EXERCISE PROMPT -
Arrange the rows below as a numbered list, from the first row through the line containing "(1082, 679)", inclusive, and omit any blank lines.

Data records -
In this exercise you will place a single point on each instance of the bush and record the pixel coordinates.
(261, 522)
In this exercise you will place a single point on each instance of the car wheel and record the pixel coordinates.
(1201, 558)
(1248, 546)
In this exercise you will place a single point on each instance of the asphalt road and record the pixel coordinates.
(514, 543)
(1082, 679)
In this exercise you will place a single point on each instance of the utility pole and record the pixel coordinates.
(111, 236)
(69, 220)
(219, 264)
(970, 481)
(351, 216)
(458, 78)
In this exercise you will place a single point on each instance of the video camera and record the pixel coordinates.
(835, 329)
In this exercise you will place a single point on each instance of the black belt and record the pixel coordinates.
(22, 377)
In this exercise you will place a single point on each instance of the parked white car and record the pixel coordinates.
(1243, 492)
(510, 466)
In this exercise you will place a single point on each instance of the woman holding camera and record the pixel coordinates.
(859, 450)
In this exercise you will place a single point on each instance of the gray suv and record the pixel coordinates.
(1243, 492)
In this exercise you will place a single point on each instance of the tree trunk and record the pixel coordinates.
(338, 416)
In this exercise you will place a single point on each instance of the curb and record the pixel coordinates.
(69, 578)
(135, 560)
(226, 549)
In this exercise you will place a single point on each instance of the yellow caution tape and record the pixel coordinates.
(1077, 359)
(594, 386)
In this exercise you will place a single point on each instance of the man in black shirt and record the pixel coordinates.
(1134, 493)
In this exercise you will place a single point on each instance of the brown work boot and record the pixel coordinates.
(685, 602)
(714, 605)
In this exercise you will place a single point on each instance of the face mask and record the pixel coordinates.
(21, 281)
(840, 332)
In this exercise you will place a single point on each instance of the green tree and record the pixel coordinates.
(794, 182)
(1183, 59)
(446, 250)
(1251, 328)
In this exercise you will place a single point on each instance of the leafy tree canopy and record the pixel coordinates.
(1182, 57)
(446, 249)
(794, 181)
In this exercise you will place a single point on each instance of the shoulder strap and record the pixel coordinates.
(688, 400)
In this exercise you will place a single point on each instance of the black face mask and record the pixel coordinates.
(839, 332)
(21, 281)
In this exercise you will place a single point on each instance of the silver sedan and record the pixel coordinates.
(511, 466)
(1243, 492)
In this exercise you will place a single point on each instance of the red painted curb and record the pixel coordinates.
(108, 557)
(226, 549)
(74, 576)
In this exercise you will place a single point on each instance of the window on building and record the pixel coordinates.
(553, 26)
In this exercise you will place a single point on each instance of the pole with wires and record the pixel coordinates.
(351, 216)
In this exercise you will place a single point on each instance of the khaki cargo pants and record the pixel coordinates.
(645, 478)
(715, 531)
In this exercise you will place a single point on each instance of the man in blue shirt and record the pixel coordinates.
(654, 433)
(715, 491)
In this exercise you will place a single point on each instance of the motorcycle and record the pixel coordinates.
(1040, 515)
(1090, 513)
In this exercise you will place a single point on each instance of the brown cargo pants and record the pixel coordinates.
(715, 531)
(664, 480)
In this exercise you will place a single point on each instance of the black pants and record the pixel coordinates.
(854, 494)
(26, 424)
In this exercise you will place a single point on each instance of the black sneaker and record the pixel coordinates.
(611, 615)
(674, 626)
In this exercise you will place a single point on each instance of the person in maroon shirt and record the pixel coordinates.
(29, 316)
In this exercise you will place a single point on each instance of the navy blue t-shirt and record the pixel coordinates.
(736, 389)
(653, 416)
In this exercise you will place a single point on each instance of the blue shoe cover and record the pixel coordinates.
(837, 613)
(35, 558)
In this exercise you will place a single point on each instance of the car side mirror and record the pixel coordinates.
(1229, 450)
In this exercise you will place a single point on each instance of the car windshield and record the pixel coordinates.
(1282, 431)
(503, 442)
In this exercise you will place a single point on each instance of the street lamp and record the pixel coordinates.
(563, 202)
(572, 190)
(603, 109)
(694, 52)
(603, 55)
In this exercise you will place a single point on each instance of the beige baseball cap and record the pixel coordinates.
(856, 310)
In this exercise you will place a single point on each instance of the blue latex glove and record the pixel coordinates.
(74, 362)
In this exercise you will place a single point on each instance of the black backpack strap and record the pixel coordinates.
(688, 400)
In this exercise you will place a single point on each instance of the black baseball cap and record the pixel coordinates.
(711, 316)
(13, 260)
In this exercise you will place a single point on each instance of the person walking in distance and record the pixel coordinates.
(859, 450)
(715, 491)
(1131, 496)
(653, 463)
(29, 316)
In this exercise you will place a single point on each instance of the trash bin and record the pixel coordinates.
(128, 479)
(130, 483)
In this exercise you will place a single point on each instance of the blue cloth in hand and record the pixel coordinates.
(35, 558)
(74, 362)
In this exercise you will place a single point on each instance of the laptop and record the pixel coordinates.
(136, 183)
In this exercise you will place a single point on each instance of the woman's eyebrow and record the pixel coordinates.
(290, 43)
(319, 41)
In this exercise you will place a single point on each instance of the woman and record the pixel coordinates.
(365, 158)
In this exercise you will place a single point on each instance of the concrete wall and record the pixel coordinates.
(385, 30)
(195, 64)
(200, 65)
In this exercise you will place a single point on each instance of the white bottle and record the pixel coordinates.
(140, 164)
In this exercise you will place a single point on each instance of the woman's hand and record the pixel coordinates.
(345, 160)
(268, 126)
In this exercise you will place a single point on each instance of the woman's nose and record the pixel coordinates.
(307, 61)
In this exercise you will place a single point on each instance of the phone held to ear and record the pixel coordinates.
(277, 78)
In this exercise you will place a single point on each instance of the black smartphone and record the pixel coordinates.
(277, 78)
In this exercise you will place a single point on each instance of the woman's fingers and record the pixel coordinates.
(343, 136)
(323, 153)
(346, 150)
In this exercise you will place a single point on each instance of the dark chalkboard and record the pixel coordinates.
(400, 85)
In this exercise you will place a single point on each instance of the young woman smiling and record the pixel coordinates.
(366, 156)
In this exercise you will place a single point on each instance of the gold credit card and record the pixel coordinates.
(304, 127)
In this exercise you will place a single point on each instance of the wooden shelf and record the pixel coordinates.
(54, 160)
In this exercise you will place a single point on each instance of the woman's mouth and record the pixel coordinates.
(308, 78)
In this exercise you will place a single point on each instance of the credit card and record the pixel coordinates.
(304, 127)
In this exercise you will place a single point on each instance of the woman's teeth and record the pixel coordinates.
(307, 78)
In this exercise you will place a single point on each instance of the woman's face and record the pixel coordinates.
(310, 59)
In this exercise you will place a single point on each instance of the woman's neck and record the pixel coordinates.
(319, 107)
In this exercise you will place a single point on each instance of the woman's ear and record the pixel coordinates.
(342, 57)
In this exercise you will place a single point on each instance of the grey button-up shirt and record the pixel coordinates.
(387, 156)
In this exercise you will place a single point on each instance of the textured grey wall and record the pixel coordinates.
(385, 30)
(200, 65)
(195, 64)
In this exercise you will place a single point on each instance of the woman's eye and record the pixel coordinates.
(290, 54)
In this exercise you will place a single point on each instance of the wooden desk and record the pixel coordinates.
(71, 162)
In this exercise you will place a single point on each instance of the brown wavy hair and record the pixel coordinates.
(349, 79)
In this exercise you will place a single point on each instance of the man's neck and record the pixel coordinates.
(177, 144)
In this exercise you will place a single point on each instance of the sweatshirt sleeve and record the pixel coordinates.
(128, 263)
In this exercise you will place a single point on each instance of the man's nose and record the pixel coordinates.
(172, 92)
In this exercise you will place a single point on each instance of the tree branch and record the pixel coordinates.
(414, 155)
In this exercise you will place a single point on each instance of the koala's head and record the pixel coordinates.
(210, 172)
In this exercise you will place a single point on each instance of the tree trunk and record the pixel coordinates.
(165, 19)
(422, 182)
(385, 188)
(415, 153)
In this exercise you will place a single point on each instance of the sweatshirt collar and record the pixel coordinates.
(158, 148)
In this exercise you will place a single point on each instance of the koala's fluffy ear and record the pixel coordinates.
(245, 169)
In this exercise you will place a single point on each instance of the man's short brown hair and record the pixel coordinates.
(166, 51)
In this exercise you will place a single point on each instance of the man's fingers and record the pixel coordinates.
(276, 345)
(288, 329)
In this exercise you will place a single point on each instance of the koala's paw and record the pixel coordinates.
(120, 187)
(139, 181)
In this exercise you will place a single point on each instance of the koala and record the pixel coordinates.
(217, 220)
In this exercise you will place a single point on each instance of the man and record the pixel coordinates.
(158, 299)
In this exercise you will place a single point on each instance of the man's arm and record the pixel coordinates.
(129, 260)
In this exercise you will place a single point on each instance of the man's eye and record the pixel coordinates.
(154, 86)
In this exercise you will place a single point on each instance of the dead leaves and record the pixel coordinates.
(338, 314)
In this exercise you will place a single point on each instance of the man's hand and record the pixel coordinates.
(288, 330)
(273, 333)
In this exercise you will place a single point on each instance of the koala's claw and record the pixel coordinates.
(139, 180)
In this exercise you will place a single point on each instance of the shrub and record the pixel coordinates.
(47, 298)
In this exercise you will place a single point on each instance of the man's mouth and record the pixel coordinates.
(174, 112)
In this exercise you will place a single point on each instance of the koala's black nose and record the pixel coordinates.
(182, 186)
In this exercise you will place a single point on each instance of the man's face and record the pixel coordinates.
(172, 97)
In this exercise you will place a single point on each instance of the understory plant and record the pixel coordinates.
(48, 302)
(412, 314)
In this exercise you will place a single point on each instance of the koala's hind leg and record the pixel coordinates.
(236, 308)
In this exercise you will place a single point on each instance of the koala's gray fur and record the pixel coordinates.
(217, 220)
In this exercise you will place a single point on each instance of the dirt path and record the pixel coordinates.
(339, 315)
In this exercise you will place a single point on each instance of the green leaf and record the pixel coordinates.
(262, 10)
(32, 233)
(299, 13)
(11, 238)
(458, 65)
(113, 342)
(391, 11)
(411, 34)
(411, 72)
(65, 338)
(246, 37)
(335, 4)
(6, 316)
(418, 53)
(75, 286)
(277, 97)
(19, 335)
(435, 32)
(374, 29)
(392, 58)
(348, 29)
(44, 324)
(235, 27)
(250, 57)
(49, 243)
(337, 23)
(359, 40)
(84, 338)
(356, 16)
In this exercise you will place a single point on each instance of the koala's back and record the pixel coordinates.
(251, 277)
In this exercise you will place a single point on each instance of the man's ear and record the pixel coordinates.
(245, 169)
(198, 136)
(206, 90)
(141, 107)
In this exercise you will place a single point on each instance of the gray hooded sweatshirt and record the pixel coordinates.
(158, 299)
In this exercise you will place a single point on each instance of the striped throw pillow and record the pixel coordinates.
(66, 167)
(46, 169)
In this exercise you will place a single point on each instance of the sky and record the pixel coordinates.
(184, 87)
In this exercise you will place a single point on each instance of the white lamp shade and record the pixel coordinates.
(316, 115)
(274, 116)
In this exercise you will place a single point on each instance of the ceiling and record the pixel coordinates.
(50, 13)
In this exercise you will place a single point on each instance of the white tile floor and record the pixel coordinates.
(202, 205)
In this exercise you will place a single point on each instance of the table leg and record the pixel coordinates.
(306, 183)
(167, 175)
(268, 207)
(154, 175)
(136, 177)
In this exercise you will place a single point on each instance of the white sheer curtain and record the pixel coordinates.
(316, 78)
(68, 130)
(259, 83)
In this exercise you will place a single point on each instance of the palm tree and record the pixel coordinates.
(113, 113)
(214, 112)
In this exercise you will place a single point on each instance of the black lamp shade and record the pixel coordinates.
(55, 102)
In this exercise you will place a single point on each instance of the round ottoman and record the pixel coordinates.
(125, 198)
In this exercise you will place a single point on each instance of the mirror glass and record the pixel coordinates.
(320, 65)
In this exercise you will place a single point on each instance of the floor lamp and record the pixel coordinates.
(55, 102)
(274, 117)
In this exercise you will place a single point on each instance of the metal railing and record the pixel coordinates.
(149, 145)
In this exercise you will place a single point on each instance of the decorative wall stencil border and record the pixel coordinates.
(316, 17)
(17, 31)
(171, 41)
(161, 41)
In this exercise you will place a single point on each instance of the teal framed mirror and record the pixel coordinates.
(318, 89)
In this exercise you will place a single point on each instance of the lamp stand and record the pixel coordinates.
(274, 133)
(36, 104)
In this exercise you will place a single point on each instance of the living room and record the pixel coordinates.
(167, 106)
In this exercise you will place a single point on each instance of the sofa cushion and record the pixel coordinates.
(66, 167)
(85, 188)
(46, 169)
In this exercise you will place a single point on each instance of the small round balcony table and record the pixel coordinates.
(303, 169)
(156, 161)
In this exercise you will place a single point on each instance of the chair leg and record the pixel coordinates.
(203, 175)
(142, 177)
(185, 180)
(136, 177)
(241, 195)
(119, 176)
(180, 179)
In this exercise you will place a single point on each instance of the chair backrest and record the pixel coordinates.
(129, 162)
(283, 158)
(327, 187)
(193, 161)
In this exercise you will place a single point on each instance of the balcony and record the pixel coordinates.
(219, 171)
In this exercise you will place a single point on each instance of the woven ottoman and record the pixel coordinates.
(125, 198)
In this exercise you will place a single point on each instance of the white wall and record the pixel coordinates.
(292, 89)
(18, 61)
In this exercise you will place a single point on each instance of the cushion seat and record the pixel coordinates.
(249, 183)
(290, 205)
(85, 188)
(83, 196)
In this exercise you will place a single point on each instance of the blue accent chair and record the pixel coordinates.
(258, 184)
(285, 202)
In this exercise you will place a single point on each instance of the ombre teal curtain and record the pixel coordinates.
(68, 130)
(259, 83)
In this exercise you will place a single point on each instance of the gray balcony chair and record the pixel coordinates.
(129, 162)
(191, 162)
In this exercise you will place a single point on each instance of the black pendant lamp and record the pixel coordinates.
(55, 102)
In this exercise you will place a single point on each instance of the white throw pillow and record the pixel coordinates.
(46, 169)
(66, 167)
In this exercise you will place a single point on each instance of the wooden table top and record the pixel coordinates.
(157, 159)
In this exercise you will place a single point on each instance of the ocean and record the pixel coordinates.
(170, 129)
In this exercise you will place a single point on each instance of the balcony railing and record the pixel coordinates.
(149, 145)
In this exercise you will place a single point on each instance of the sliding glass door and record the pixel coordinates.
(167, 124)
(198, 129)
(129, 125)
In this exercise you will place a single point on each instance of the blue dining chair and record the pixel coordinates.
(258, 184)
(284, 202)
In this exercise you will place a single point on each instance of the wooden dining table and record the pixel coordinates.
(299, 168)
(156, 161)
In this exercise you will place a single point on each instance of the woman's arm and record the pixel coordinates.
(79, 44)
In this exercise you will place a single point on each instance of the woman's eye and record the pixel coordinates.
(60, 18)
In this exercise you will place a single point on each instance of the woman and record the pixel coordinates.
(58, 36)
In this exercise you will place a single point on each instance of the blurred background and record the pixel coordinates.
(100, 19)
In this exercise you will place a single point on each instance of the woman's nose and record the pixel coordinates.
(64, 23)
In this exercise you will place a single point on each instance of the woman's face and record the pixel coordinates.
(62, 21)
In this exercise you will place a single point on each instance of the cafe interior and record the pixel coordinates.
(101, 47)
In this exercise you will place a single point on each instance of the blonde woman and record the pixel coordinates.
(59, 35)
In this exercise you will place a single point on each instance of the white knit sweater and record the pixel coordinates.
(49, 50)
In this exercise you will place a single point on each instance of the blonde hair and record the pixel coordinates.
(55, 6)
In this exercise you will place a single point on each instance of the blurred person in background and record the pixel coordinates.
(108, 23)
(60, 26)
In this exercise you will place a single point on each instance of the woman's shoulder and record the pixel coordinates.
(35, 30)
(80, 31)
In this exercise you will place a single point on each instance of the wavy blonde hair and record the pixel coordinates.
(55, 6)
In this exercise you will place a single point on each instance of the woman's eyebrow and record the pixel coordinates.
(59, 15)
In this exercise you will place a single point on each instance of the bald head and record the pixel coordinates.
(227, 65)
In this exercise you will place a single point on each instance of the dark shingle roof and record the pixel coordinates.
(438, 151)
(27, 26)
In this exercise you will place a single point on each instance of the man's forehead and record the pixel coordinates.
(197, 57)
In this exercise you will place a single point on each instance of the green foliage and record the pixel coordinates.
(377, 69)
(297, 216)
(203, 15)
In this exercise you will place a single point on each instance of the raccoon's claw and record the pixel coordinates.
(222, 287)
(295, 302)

RESPONSE TO THIS EXERCISE -
1. In this exercise you will place a single point on each instance of the bush and record the pixel coordinates.
2. (261, 522)
3. In this exercise you will place a single point on each instance of the car wheel and record the pixel coordinates.
4. (1201, 558)
5. (1248, 546)
6. In this exercise you will place a single point on each instance of the asphalt road and record the pixel coordinates.
7. (514, 543)
8. (1082, 679)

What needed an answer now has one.